■ Travaux:
(A) Les affirmations suivantes concordent-elles avec le texte de lecture ? Pour chacune, répondez par oui ou par non et citez à l'identique les mots du texte de lecture qui permettent de trancher.
(i) Le cabinet de Me Jesuorobo a reçu l'avis le lundi 9 juin.
(ii) Me Jesuorobo juge « ridicule » la conclusion de la Commission.
(iii) La Cour dispose d'éléments de preuve qui appuient les dires de Me Jesuorobo.
(B) Transcrivez telles quelles les lignes du listing qui vont de la ligne contenant « Where can you find the curb? » à la ligne contenant « point(332, 457) », ces deux lignes comprises.

■ Texte de lecture:
La Commission a-t-elle commis une erreur en refusant d'examiner la demande d'ajournement de l'audience sur le désistement?

[14]            Me Jesuorobo explique que la conclusion de la Commission suivant laquelle il avait amplement le temps de prendre d'autres dispositions avant l'audience sur le désistement de Mme Osagie est « ridicule » . Dans son plaidoyer, Me Jesuorobo a expliqué que son cabinet avait reçu l'avis le vendredi 6 juin, mais qu'il n'avait été mis au courant de l'audience que tôt le matin du lundi 9 juin. Son raisonnement pose problème parce que la Cour ne dispose d'aucun élément de preuve qui appuie ses dires.

■ Documents fournis:
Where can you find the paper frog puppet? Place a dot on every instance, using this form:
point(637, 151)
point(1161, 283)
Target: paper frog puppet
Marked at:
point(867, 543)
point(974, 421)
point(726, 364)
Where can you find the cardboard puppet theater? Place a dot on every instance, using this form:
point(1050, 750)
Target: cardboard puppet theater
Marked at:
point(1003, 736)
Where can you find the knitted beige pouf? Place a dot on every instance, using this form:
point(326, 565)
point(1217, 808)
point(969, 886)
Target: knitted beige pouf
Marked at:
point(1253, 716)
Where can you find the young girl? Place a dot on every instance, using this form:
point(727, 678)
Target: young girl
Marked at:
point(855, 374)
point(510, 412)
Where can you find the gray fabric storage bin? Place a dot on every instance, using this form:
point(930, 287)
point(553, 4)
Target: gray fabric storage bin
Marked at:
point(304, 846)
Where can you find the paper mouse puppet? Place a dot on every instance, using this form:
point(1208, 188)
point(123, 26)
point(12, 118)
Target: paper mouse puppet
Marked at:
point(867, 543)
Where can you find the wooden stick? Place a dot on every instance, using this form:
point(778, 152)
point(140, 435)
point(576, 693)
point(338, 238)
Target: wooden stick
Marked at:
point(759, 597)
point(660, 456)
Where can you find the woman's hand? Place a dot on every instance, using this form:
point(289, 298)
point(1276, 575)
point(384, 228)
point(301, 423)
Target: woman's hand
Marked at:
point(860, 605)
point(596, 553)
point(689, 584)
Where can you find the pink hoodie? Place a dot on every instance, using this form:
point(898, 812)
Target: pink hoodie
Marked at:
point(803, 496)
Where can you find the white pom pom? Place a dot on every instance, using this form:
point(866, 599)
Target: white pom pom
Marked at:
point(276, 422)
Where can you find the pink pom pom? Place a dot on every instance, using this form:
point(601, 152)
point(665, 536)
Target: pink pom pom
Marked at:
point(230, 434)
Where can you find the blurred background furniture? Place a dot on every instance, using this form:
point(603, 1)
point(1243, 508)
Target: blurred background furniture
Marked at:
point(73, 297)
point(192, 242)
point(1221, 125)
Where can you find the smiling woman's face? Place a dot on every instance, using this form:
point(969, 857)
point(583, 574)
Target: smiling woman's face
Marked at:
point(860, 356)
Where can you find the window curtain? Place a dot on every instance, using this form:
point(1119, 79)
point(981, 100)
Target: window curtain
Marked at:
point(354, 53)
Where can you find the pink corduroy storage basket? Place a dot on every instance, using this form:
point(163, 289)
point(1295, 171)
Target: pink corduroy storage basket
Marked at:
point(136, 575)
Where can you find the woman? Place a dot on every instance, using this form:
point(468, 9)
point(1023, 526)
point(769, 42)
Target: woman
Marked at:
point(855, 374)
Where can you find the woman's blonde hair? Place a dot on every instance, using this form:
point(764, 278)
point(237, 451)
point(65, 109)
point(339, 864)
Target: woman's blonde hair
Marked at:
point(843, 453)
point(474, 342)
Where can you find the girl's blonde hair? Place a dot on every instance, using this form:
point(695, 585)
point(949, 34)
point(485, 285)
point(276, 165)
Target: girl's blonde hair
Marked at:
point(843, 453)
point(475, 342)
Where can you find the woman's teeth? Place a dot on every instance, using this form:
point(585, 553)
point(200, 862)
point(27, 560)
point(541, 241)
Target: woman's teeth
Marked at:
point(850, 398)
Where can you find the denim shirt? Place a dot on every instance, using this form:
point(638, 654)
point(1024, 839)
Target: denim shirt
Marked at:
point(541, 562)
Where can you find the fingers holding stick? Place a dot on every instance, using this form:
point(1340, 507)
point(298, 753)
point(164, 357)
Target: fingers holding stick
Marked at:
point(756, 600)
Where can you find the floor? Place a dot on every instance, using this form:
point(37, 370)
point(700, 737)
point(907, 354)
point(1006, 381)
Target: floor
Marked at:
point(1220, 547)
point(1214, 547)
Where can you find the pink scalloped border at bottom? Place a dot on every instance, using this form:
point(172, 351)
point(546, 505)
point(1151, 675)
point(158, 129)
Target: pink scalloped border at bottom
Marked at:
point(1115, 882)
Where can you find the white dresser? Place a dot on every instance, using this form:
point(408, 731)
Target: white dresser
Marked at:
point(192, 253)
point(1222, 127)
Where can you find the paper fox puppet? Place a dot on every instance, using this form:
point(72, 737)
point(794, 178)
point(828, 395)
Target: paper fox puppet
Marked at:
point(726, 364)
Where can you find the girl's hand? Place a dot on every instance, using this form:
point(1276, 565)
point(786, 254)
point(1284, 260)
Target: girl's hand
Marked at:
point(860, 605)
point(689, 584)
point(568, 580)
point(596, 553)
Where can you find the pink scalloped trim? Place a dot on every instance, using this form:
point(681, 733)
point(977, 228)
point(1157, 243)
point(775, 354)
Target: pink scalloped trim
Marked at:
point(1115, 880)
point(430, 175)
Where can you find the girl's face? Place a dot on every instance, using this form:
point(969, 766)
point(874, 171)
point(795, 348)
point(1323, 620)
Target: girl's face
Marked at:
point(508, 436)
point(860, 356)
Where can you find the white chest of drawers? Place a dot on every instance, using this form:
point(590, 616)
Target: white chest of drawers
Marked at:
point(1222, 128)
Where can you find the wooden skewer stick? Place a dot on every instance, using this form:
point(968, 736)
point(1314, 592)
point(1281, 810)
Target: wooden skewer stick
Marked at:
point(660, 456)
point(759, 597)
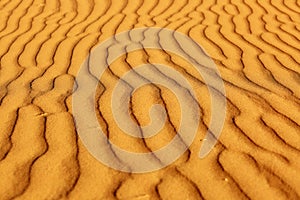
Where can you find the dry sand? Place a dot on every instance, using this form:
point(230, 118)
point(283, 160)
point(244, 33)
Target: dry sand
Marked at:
point(255, 45)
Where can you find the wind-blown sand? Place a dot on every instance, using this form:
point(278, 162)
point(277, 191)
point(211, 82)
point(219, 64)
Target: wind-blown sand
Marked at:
point(255, 45)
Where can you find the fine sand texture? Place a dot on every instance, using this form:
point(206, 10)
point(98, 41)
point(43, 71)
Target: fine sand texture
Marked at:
point(255, 44)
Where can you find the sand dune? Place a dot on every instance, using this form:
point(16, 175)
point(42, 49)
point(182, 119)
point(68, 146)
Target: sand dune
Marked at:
point(255, 46)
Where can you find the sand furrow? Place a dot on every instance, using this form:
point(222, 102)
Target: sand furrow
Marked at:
point(255, 46)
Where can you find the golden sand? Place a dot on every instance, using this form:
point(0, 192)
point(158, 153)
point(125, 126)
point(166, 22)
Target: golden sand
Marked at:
point(255, 46)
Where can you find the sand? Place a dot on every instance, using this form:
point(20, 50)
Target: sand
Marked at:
point(255, 46)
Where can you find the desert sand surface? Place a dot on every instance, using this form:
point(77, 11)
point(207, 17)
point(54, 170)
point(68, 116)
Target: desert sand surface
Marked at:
point(255, 45)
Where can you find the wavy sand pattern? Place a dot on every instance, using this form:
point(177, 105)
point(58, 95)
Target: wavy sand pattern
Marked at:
point(255, 45)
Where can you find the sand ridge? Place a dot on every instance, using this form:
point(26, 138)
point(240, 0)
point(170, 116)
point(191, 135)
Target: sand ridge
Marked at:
point(255, 45)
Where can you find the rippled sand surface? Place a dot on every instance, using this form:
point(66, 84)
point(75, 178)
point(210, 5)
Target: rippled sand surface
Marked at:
point(255, 45)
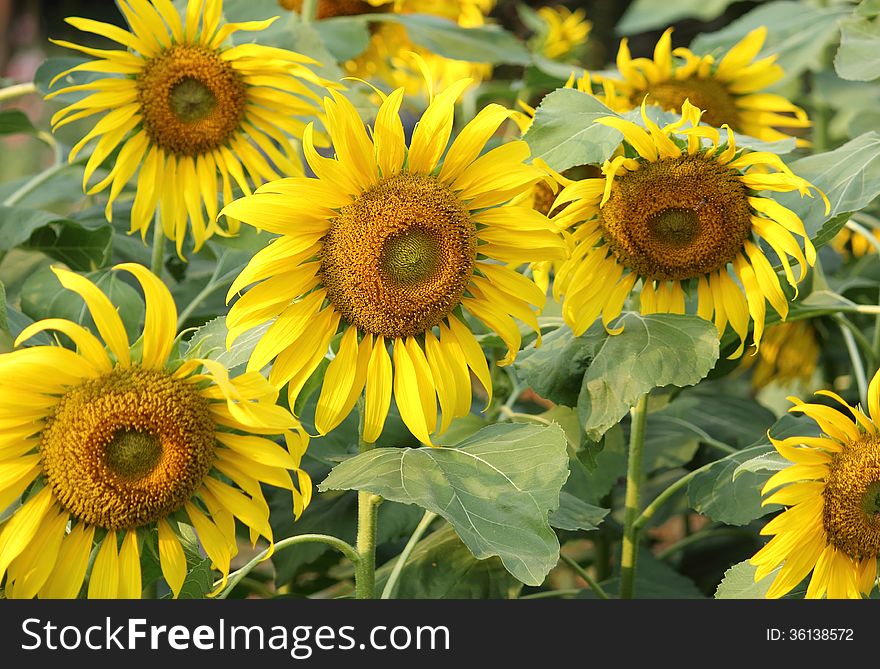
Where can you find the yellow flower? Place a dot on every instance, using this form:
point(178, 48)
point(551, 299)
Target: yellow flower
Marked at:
point(113, 444)
point(832, 490)
point(386, 59)
point(565, 32)
point(682, 214)
point(391, 248)
point(731, 90)
point(789, 352)
point(183, 106)
point(849, 243)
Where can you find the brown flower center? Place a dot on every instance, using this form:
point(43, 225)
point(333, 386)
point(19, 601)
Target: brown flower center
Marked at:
point(128, 448)
point(192, 101)
point(851, 515)
point(398, 259)
point(677, 218)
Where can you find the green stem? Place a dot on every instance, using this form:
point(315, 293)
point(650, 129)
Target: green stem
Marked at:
point(584, 574)
point(365, 569)
point(634, 476)
point(391, 585)
point(309, 10)
point(35, 182)
point(343, 547)
point(667, 494)
point(858, 368)
point(17, 91)
point(157, 261)
point(196, 302)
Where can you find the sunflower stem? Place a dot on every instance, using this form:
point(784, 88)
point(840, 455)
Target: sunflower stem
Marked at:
point(584, 574)
point(365, 568)
point(342, 546)
point(634, 476)
point(391, 585)
point(17, 91)
point(33, 183)
point(856, 360)
point(309, 10)
point(157, 261)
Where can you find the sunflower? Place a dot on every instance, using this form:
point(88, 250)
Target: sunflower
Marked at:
point(789, 352)
point(386, 59)
point(731, 91)
point(183, 106)
point(565, 31)
point(832, 490)
point(118, 445)
point(392, 248)
point(682, 214)
point(852, 244)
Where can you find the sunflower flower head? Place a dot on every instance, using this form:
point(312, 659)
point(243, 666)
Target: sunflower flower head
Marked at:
point(831, 526)
point(564, 33)
point(731, 90)
point(393, 248)
point(190, 115)
point(683, 213)
point(117, 445)
point(789, 353)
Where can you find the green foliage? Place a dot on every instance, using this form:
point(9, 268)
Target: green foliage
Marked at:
point(612, 372)
point(644, 15)
point(442, 567)
point(496, 488)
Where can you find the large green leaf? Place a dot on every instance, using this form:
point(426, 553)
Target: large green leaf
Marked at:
point(496, 489)
point(739, 583)
point(729, 491)
point(654, 580)
point(850, 178)
point(645, 15)
point(797, 34)
point(441, 567)
point(480, 44)
point(209, 341)
point(575, 514)
point(42, 296)
point(564, 132)
point(78, 247)
point(858, 57)
point(614, 371)
point(14, 121)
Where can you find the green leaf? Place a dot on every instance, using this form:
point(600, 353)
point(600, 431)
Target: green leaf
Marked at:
point(729, 491)
point(209, 341)
point(850, 178)
point(564, 132)
point(14, 121)
point(17, 224)
point(198, 582)
point(739, 583)
point(654, 580)
point(575, 514)
point(6, 338)
point(796, 33)
point(78, 247)
point(496, 489)
point(643, 15)
point(343, 37)
point(614, 371)
point(42, 296)
point(441, 567)
point(733, 501)
point(858, 58)
point(480, 44)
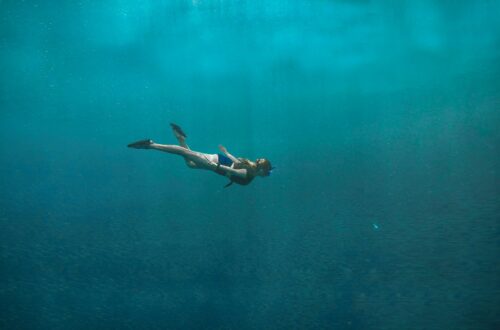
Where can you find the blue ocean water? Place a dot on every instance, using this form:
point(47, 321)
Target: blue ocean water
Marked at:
point(382, 118)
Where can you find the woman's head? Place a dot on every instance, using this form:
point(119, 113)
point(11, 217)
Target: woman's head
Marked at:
point(263, 167)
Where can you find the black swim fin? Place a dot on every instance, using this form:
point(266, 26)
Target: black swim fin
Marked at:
point(143, 144)
point(178, 130)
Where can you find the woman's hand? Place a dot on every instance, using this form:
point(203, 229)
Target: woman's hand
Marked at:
point(222, 148)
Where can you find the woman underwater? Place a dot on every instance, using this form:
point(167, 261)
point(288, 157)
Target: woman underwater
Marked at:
point(239, 170)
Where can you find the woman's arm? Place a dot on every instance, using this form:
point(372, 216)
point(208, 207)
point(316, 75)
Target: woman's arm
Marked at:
point(224, 150)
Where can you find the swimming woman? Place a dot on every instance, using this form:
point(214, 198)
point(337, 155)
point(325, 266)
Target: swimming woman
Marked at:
point(239, 170)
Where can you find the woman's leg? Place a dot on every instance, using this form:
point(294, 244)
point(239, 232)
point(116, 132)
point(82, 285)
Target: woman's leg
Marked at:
point(193, 159)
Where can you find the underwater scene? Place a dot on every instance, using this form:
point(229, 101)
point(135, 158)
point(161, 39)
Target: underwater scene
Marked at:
point(370, 132)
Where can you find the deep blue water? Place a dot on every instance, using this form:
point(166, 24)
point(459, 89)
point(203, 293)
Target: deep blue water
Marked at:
point(382, 118)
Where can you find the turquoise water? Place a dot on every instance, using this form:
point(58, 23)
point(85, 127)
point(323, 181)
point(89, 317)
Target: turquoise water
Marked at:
point(382, 118)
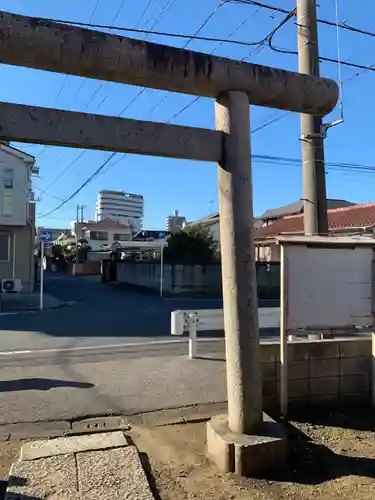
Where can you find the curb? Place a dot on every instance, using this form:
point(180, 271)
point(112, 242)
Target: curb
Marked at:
point(35, 311)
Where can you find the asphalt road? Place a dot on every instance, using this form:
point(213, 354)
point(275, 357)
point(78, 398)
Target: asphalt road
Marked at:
point(110, 352)
point(102, 315)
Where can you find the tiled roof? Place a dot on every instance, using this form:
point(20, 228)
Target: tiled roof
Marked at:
point(356, 216)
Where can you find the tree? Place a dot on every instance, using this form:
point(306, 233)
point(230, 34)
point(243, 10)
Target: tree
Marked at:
point(192, 245)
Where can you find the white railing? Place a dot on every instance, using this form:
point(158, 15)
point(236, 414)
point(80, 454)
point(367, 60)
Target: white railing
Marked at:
point(193, 321)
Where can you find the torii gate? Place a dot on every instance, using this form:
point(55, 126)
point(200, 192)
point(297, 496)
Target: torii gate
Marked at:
point(233, 440)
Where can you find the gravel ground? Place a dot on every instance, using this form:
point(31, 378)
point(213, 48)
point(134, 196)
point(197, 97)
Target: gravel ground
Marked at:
point(332, 457)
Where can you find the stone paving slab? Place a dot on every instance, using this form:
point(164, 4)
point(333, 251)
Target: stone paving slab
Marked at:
point(34, 430)
point(83, 473)
point(52, 478)
point(112, 474)
point(73, 444)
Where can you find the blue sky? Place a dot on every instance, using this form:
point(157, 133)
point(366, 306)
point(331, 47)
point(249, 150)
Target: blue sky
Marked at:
point(191, 186)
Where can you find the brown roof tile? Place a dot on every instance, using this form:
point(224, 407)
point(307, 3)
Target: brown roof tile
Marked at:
point(356, 216)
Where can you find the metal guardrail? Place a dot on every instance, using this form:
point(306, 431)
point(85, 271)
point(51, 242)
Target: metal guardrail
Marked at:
point(193, 321)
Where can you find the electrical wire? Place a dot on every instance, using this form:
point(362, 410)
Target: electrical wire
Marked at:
point(273, 120)
point(83, 185)
point(343, 25)
point(266, 159)
point(260, 44)
point(95, 93)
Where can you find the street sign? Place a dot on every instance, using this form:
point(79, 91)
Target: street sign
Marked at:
point(45, 236)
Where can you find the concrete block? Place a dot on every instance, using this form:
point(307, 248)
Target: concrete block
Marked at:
point(38, 429)
point(269, 371)
point(323, 349)
point(355, 366)
point(324, 368)
point(99, 424)
point(355, 384)
point(298, 388)
point(269, 390)
point(270, 352)
point(298, 369)
point(353, 348)
point(72, 444)
point(325, 386)
point(112, 474)
point(52, 477)
point(298, 351)
point(245, 454)
point(323, 398)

■ Résultats par consigne:
(A)
(i) Non : « son cabinet avait reçu l'avis le vendredi 6 juin ».
(ii) Oui : « la conclusion de la Commission suivant laquelle il avait amplement le temps de prendre d'autres dispositions avant l'audience sur le désistement de Mme Osagie est « ridicule » ».
(iii) Non : « la Cour ne dispose d'aucun élément de preuve qui appuie ses dires ».

(B)
Where can you find the curb? Place a dot on every instance, using this form:
point(180, 271)
point(112, 242)
Target: curb
Marked at:
point(35, 311)
Where can you find the asphalt road? Place a dot on every instance, using this form:
point(213, 354)
point(275, 357)
point(78, 398)
Target: asphalt road
Marked at:
point(110, 352)
point(102, 315)
Where can you find the tiled roof? Place a dot on every instance, using this form:
point(20, 228)
Target: tiled roof
Marked at:
point(356, 216)
Where can you find the tree? Place a dot on every instance, using this form:
point(306, 233)
point(230, 34)
point(243, 10)
Target: tree
Marked at:
point(192, 245)
Where can you find the white railing? Place a dot on every instance, using this form:
point(158, 15)
point(236, 414)
point(80, 454)
point(367, 60)
Target: white railing
Marked at:
point(193, 321)
Where can you find the torii gate? Place a dot on every instance, using this form:
point(55, 126)
point(200, 192)
point(297, 496)
Target: torii gate
Marked at:
point(233, 440)
Where can you find the gravel ground? Place a dot on every instance, using this form:
point(31, 378)
point(213, 48)
point(134, 196)
point(197, 97)
Target: gravel ground
Marked at:
point(332, 457)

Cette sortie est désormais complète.